◆ Short exercise 1: Using the account of meeting Nelson Mandela, explain why the writer told the boys to go up to him.
◆ Short exercise 2: List every person named in the account of meeting Nelson Mandela, counting Mandela only once even though he is also called Madiba.

◆ Document text:
┄┄┄┄┄┄

On Valentine’s Day 2005 I had taken a black South African family out to lunch in a place of entertainment in suburban Johannesburg designed to look like an Italian town. After we left the restaurant and were walking along one of the “streets”, we were approached by a “giant” on stilts moving at a slow and stately pace. The younger son hid behind his daddy as the giant strolled by. After leaving, we went to a shopping mall and were looking at the Valentine’s Day flower arrangements at a florist’s near the entrance from the parking lot to the mall.

A hubbub from the parking lot got me to look out and see what was happening. Well! Nelson Mandela himself was walking towards the door, with a few people following him and at his side. I went back into the shop and told the family, “Mandela is coming!” We went out, and as he came through the door, I advised the boys to go up to him because he likes children. The first surprise for those who have not actually seen Madiba before is how tall he is. Maybe that explains the differing reactions of the boys. The elder boy went up to him and received a greeting and a pat on the head, but the younger looked up with the same expression he had on his face on seeing the “giant” in the “Italian town.” Madiba respected his cautiousness and didn’t approach him, but instead continued his own slow and stately walk into the mall, where applause and cheers broke out as he made his way to a book store. His justly famous smile was even more radiant close up, if that were possible, than in his pictures, especially when he was greeting the boys.

But the little boy came closer in his wide-eyed stare to the imaginative truth about Madiba than the rest of us. At the end of Proust’s A la recherche du temps perdu, the Narrator, at a garden party given by the Prince de Guermantes, has just had the climactic insight into time and memory that makes it finally possible for him to begin his life’s work, which is to write the book the reader is finishing. He catches sight of the immensely old and distinguished Duc de Guermantes just as he rises from a chair. “I now understood,” he says, “Why the Duc de Guermantes… had tottered when he got up and wanted to stand erect…and had trembled like a leaf on the unapproachable summit of his eighty-three years, as though…perched upon living stilts that keep on growing, reaching the height of church towers….” In the book he now hoped to write, the Narrator proposes to “describe men…as…occupying a place in Time infinitely more important than the restricted one reserved for them in space, a place… prolonged immeasurably since, simultaneously touching widely separated years and the distant periods they have lived through—between which so many days have ranged themselves—they stand like giants immersed in Time[1].” The man I saw in front of me was not just a very tall and stately distinguished old man; he was a giant in the times and days that he embodied as he slowly walked past.

┄┄┄┄┄┄

◆ Given information:
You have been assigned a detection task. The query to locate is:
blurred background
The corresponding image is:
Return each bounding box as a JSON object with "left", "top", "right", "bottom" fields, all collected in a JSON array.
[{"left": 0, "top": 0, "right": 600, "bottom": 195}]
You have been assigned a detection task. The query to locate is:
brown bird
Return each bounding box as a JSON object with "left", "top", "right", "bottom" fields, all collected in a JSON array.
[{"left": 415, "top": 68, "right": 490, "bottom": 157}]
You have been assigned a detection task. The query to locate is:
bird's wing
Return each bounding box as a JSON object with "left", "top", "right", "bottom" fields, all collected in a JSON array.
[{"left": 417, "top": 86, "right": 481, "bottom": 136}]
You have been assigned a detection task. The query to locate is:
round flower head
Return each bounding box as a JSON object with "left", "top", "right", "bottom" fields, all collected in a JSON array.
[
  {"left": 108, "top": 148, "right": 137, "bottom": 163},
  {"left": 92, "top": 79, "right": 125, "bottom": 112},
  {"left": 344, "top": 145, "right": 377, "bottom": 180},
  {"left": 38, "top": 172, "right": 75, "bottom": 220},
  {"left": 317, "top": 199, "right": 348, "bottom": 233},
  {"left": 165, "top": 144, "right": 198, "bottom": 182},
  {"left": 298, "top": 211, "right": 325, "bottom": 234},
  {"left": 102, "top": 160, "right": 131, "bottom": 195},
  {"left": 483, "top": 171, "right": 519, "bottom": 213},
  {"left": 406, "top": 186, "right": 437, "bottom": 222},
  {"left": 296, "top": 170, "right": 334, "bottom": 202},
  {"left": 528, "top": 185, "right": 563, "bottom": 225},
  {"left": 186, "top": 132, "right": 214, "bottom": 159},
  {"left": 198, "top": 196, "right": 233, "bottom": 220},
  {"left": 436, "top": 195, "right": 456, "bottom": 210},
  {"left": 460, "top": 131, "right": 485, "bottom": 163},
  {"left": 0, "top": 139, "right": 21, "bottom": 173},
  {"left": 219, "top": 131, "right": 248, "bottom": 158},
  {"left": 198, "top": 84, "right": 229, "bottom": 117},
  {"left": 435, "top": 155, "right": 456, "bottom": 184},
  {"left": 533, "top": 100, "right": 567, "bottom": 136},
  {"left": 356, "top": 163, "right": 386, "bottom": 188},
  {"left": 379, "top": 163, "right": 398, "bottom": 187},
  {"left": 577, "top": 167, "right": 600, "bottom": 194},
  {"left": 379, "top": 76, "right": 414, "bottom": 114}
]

┄┄┄┄┄┄

◆ Full output 1: The writer advised the boys to approach Mandela because he likes children.

◆ Full output 2:
- Nelson Mandela (Madiba)
- Proust
- the Prince de Guermantes
- the Duc de Guermantes